**EXERCISES:**
1) Reproduce the passage of the "Zero Degrees of Separation" text from "This weekend after" up to and including "our new bishop.".
2) In the records, write out again the lines from the line with "Accessibility service: describe the location of building" up to and including the line with "0,160 -> 450,302", putting "black sedan" in place of "dark sedan" and changing nothing else. Return only those lines.

**TEXT EXTRACT:**
- - -
Zero Degrees of Separation

by Jeffrey Miller September 26, 2011
written by Jeffrey Miller

Six Degrees of Kevin Bacon is a trivia game based on the concept of the small world phenomenon and rests on the assumption that any individual can be linked through his or her film roles to actor Kevin Bacon within six steps. – WikiPedia

This weekend after having gone to a Vigil Mass we heard on Catholic radio that there was going to be a Mass celebrating St. Lorenzo Ruiz and that our new bishop, Bishop Felipe J. Estévez, would be there. So this was a good opportunity to both celebrate the first Filipino saint with the Filipino-American community and to see our new bishop.
- - -
**DATA FOR THIS EXERCISE:**

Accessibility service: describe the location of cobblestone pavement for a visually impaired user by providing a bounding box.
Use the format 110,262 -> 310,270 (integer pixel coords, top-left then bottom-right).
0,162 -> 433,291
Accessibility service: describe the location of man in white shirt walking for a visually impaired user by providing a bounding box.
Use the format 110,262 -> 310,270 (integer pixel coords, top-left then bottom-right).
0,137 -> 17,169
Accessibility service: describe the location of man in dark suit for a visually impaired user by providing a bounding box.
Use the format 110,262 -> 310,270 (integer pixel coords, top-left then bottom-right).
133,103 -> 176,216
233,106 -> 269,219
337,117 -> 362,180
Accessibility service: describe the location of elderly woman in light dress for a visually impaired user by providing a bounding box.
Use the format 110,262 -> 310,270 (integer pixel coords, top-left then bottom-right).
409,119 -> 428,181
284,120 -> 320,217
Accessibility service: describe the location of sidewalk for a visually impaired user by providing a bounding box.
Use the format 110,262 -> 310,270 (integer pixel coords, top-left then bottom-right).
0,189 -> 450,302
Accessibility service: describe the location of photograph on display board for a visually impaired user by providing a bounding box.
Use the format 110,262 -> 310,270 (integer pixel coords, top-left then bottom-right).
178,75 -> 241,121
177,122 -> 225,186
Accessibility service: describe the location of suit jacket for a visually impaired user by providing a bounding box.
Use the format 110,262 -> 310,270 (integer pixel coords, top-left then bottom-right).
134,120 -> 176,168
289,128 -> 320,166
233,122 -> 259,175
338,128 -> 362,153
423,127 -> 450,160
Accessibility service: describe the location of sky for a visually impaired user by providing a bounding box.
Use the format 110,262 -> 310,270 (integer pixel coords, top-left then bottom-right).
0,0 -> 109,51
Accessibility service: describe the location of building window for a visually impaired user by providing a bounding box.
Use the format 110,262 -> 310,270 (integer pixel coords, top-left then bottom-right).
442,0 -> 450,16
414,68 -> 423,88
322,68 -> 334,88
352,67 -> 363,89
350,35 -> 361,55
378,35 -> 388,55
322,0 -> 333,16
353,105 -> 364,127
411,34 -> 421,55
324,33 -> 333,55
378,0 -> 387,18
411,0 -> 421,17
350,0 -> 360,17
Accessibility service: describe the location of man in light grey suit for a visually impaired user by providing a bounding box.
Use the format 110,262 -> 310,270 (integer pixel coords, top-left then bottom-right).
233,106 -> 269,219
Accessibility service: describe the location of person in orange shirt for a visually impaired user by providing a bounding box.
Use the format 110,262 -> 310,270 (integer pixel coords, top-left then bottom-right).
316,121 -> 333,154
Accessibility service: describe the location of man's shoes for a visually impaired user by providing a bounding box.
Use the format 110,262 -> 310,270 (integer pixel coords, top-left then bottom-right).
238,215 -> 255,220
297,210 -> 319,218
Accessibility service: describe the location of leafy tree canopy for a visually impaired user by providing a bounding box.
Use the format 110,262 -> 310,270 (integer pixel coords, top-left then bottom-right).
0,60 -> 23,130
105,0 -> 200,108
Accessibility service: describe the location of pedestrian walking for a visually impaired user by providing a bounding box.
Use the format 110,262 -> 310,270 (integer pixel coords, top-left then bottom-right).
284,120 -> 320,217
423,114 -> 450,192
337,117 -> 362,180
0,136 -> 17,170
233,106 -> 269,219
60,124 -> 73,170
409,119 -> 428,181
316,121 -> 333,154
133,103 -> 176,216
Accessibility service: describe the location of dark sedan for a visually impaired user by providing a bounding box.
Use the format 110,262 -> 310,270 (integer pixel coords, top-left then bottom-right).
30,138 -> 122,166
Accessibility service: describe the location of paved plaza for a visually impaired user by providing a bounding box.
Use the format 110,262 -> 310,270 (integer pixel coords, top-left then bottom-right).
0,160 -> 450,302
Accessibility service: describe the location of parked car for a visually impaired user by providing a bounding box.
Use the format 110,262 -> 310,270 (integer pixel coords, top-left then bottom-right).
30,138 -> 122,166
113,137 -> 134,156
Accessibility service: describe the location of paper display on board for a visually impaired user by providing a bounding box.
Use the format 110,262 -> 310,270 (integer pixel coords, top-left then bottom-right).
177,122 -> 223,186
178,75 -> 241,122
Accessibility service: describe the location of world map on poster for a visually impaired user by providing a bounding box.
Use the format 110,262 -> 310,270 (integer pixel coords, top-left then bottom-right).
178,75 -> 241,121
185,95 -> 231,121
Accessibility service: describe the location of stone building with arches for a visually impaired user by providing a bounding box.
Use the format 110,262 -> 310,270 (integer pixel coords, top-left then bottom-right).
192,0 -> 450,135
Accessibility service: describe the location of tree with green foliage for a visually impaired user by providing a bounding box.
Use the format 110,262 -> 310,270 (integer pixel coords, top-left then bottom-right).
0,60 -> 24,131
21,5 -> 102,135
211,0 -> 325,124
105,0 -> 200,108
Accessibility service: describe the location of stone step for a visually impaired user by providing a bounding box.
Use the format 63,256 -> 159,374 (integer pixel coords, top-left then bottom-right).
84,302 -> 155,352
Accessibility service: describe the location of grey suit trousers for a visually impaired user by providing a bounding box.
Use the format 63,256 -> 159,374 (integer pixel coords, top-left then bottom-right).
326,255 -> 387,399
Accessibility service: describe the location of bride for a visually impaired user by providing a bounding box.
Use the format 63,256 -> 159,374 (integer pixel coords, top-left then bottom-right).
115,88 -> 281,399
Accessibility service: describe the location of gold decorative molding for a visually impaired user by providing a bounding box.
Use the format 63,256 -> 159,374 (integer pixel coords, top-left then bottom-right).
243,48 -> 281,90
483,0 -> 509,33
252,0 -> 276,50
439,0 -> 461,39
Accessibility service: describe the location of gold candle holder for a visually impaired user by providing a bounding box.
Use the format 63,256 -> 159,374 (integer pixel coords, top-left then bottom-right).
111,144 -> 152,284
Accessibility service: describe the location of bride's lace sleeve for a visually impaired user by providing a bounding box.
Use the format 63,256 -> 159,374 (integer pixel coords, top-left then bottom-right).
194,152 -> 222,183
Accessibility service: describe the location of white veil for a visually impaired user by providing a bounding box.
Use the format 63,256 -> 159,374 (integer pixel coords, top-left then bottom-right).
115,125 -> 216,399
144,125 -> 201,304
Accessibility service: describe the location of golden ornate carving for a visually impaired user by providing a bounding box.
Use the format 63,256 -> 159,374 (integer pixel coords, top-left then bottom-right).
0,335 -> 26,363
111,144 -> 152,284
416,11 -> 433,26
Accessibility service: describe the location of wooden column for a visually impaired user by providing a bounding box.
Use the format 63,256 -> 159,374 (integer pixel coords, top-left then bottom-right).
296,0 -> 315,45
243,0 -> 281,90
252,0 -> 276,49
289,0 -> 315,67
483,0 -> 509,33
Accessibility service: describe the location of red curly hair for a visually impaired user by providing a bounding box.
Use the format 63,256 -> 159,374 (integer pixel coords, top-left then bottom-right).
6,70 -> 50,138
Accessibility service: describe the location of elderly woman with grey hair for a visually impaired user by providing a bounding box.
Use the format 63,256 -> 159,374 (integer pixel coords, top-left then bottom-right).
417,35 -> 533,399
- - -
**ANSWERS GIVEN:**
1)
This weekend after having gone to a Vigil Mass we heard on Catholic radio that there was going to be a Mass celebrating St. Lorenzo Ruiz and that our new bishop, Bishop Felipe J. Estévez, would be there. So this was a good opportunity to both celebrate the first Filipino saint with the Filipino-American community and to see our new bishop.

2)
Accessibility service: describe the location of building window for a visually impaired user by providing a bounding box.
Use the format 110,262 -> 310,270 (integer pixel coords, top-left then bottom-right).
442,0 -> 450,16
414,68 -> 423,88
322,68 -> 334,88
352,67 -> 363,89
350,35 -> 361,55
378,35 -> 388,55
322,0 -> 333,16
353,105 -> 364,127
411,34 -> 421,55
324,33 -> 333,55
378,0 -> 387,18
411,0 -> 421,17
350,0 -> 360,17
Accessibility service: describe the location of man in light grey suit for a visually impaired user by providing a bounding box.
Use the format 110,262 -> 310,270 (integer pixel coords, top-left then bottom-right).
233,106 -> 269,219
Accessibility service: describe the location of person in orange shirt for a visually impaired user by providing a bounding box.
Use the format 110,262 -> 310,270 (integer pixel coords, top-left then bottom-right).
316,121 -> 333,154
Accessibility service: describe the location of man's shoes for a visually impaired user by providing a bounding box.
Use the format 110,262 -> 310,270 (integer pixel coords, top-left then bottom-right).
238,215 -> 255,220
297,210 -> 319,218
Accessibility service: describe the location of leafy tree canopy for a visually impaired user by providing a bounding box.
Use the format 110,262 -> 310,270 (integer pixel coords, top-left then bottom-right).
0,60 -> 23,130
105,0 -> 200,108
Accessibility service: describe the location of pedestrian walking for a visually impaired user by providing a bounding box.
Use the format 110,262 -> 310,270 (integer pixel coords, top-left then bottom-right).
284,120 -> 320,217
423,114 -> 450,192
337,117 -> 362,180
0,136 -> 17,170
233,106 -> 269,219
60,124 -> 73,170
409,119 -> 428,181
316,121 -> 333,154
133,103 -> 176,216
Accessibility service: describe the location of black sedan for a visually impaired user by providing a bounding box.
Use the format 110,262 -> 310,270 (integer pixel coords, top-left then bottom-right).
30,138 -> 122,166
Accessibility service: describe the location of paved plaza for a visually impaired user by providing a bounding box.
Use the format 110,262 -> 310,270 (integer pixel coords, top-left then bottom-right).
0,160 -> 450,302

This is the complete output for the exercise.